[START QUOTED TEXT]

Category Archives: folksonomies

six blind men and an elephant

Thomas Mann, author of The Oxford Guide to Library Research, has published an interesting paper (pdf available) examining the shortcomings of search engines and the continued necessity of librarians as guides for scholarly research. It revolves around the case of a graduate student investigating tribute payments and the Peloponnesian War. A Google search turns up nearly 80,000 web pages and 700 books. An overwhelming retrieval with little in the way of conceptual organization and only the crudest of tools for measuring relevance. But, with the help of the LC Catalog and an electronic reference encyclopedia database, Mann manages to guide the student toward a manageable batch of about a dozen highly germane titles.
Summing up the problem, he recalls a charming old fable from India:

Most researchers – at any level, whether undergraduate or professional – who are moving into any new subject area experience the problem of the fabled Six Blind Men of India who were asked to describe an elephant: one grasped a leg and said “the elephant is like a tree”; one felt the side and said “the elephant is like a wall”; one grasped the tail and said “the elephant is like a rope”; and so on with the tusk (“like a spear”), the trunk (“a hose”) and the ear (“a fan”). Each of them discovered something immediately, but none perceived either the existence or the extent of the other important parts – or how they fit together.

[END QUOTED TEXT]
[START DATA ROWS]

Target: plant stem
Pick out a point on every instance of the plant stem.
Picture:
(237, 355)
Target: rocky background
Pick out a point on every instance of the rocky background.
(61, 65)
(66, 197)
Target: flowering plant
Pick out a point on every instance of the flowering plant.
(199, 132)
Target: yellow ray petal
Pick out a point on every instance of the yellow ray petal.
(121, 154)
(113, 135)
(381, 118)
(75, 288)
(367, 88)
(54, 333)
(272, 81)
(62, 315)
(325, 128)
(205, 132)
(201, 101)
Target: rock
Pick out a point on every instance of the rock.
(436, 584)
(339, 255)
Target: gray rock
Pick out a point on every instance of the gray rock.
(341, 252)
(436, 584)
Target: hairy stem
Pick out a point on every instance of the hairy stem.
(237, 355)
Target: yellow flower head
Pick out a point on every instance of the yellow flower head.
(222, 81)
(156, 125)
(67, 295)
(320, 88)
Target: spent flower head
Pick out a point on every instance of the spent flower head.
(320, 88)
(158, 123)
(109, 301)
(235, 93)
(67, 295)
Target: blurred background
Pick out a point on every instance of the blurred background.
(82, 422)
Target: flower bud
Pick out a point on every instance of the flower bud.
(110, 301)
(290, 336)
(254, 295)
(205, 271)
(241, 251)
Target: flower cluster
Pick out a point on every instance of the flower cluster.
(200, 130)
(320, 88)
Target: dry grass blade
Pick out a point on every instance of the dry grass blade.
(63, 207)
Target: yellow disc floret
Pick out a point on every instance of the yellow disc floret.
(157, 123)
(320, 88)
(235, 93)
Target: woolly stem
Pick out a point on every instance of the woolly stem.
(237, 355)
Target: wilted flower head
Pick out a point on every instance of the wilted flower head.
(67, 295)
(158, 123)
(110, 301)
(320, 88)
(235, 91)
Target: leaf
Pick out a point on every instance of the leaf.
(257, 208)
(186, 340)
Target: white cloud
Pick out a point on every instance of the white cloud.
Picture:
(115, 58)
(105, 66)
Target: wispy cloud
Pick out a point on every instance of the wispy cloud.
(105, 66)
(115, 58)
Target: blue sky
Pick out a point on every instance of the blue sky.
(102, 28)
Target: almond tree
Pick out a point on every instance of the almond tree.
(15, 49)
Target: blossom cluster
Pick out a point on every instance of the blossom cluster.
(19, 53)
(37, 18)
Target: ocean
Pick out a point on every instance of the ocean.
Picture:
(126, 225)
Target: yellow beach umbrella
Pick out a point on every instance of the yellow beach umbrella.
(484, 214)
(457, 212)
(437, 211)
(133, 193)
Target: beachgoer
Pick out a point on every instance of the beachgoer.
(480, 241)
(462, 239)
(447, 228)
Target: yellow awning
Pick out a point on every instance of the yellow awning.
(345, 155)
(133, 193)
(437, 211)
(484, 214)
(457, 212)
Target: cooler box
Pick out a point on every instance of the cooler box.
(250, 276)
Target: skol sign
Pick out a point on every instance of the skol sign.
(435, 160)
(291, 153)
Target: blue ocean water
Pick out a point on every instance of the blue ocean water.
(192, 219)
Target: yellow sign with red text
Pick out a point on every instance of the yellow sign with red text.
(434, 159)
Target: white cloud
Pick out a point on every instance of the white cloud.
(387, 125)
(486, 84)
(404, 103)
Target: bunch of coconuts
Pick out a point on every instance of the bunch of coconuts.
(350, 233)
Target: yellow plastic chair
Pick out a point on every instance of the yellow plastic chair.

[END DATA ROWS]

REQUEST 1: In the post on Thomas Mann's paper about search engines and librarians, how many web pages did the graduate student's Google search turn up?
REQUEST 2: Write the next part of the post on Thomas Mann's paper about search engines and librarians, starting right after its last sentence.

EXERCISE RESPONSE 1: Nearly 80,000.

EXERCISE RESPONSE 2:
Finding “something quickly,” in each case, proved to be seriously misleading to their overall comprehension of the subject.
In a very similar way, Google searching leaves remote scholars, outside the research library, in just the situation of the Blind Men of India: it hides the existence and the extent of relevant sources on most topics (by overlooking many relevant sources to begin with, and also by burying the good sources that it does find within massive and incomprehensible retrievals). It also does nothing to show the interconnections of the important parts (assuming that the important can be distinguished, to begin with, from the unimportant).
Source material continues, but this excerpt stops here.